-- Travail demandé --
**A)** Répondez à ces questions d'après la recension du Dialogue de Timothée et Aquila :
(i) Dans quelle ville se tient le débat entre Timothée et Aquila ?
(ii) Que manque-t-il à l'ouvrage de Morlet, selon la recension ?
(iii) De quel siècle date le Dialogue avec Tryphon de Justin ?
**B)** Poursuivez, s'il vous plaît, la recension du Dialogue de Timothée et Aquila après sa dernière phrase.

-- Document --
--

On ne disposait pas jusqu’à présent d’une traduction française de ce dialogue du VIe s. – c’est désormais chose faite : S. Morlet, Dialogue de Timothée et Aquila (Les Belles Lettres, 2017).
La polémique religieuse représente une page importante dans l’histoire des relations entre juifs et chrétiens. L’Antiquité en a laissé de nombreux témoignages littéraires, dont des dialogues mettant aux prises un juif et un chrétien. Ces textes se présentent en général comme des comptes rendus de débats réels. Les deux adversaires discutent sur les points essentiels de désaccord : Jésus est-il le Messie ? L’Évangile s’est-il substitué à la Loi juive ? Qui, des juifs ou des chrétiens, est le peuple de Dieu ? Mais, composés par des chrétiens, ces dialogues ont toujours pour but de montrer la supériorité du christianisme. Ils sont adressés avant tout aux chrétiens et servent à les instruire dans la foi.
Le Dialogue de Timothée et Aquila, composé par un auteur inconnu, peut-être sous le règne de Justinien (vie s.), constitue, en grec, le témoin le plus important de ce genre littéraire dans l’Antiquité tardive. Le texte se présente comme la relation d’un débat organisé à Alexandrie entre le chrétien Timothée et le juif Aquila. Au terme d’une controverse consacrée avant tout à la question du Christ, le juif admet sa défaite et reçoit le baptême. Reflétant davantage une discussion idéale qu’une controverse réelle, le texte est un témoignage capital sur la façon dont les chrétiens se représentaient leur position par rapport au judaïsme à la fin de l’Antiquité.
Sébastin Morlet accompagne sa traduction d’une introduction, de notes et d’un index scripturaire. On regrette d’emblée l’absence du texte grec : au vrai quand j’ai acheté l’ouvrage, je pensais qu’il s’agissait d’un « Belles Lettres bilingue », mais pas du tout, et c’est une cruelle lacune. Comme il s’en explique en introduction (xlii), l’auteur a simplement voulu permettre « un accès facile au texte », c’est pourquoi les notes sont relativement limitées (mais toujours intéressantes), et peut-être songe-t-il à une édition critique du texte avec une traduction en regard lorsqu’il appelle de ses vœux « un travail plus poussé ». Il faudra donc encore recourir au travail de Varner, Ancient Jewish-christian Dialogues: Athanasius And Zacchaeus, Simon And Theophilus, Timothy And Aquila : Introductions, Texts and Translations (Edwin Mellen Press Ltd, 2005) pour disposer commodément de trois dialogues anciens en texte grec ou latin et traduction.
Hormis ce point, on ne peut que se réjouir de l’initiative de Morlet : comme il le montre, les dialogues entre chrétiens et juifs ont été, dès les débuts du christianisme, un véritable genre littéraire : que l’on pense (entre autres) au Dialogue avec Tryphon de Justin (IIe s.), à la Controverse de Jason et Papiscus, peut-être d’Ariston de Pella (antérieure à 178 AD), au Dialogue d’Athanase et Zacchée (IVe s. ; d’autres : II/IIIe s.) ou encore au Dialogue de Simon et Théophile (Ve s.), et l’on comprendra qu’il est crucial de ne pas négliger ce pan de la littérature pour comprendre les premiers développements idéologiques du christianisme.

--

-- Lignes du jeu de données --
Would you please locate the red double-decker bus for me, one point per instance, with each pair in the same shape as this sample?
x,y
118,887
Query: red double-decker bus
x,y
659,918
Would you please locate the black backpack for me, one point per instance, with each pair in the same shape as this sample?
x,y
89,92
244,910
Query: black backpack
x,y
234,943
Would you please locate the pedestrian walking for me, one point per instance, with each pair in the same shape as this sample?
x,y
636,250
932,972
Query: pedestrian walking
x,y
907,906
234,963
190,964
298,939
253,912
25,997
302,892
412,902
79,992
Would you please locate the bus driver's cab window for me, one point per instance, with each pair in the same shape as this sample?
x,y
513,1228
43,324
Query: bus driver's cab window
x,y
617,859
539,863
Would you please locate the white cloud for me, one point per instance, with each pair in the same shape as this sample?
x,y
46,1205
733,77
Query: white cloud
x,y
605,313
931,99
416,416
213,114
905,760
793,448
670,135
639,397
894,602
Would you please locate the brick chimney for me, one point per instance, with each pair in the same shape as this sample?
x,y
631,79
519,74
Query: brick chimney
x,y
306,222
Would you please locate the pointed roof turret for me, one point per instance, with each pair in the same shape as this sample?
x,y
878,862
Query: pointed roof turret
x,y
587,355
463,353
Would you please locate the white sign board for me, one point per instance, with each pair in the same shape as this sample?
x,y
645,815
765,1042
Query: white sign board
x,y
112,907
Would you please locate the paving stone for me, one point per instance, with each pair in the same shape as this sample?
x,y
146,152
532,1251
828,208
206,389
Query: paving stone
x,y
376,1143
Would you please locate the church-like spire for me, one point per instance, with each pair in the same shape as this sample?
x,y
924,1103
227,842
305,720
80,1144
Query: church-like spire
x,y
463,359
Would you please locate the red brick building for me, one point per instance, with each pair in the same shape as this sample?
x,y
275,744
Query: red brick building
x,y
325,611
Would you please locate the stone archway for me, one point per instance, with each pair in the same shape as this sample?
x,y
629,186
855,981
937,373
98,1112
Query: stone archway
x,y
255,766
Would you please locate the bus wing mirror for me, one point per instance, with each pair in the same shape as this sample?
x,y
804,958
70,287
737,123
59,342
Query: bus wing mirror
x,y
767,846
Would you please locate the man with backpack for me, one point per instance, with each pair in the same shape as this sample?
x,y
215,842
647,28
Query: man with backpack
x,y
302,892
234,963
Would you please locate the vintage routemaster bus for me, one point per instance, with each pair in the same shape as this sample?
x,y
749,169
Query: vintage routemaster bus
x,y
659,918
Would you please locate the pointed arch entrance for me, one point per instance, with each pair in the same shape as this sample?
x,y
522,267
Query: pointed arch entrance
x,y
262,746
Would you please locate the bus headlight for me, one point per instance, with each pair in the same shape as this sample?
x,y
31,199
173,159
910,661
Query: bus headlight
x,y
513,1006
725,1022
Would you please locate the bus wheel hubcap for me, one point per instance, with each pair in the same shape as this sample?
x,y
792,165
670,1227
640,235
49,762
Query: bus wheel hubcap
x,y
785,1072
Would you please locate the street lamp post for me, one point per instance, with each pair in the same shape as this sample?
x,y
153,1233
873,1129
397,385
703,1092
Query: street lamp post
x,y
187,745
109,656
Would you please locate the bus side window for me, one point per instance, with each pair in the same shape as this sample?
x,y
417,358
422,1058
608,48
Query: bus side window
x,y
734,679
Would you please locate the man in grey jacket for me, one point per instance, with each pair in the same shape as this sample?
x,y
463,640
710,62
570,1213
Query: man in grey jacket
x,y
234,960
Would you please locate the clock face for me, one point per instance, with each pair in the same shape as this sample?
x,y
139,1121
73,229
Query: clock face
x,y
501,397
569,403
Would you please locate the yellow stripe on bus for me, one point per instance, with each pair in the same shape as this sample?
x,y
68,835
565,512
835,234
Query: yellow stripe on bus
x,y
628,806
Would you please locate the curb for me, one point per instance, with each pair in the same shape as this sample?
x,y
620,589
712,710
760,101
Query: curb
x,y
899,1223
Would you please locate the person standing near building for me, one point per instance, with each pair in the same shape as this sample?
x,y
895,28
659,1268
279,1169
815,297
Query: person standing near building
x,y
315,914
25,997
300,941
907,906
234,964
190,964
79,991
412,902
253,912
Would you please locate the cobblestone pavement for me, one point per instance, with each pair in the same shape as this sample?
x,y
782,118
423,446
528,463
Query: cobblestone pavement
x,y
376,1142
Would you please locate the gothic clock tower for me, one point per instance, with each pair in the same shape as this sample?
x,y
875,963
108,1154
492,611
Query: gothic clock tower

--

-- Réponses par tâche --
**A)**
(i) À Alexandrie.
(ii) Le texte grec.
(iii) Du IIe siècle.

**B)**
Premiers développements, car il semble bien que d’un dialogue sur l’autre il n’y ait eu que peu d’innovation : en tout cas c’est mon sentiment. Entre citations messianiques, lieux communs et éléments de langage plus ou moins bien ficelés, quand on a lu un dialogue, on a l’impression de les avoir tous lus… Cette impression est accentuée par le fait que, dans la plupart des cas, l’interlocuteur juif relève plus de la « figure de paille » (cf. xxiv) que du personnage crédible, d’autant qu’il ne réagit guère à quelques énormités étymologiques ou scripturaires, sans compter qu’il semble quasi totalement ignorant des interprétations rabbiniques ordinaires (xxvi). D’où l’on perçoit assez facilement que ce type de dialogue est « clairement artificiel » (ibid.)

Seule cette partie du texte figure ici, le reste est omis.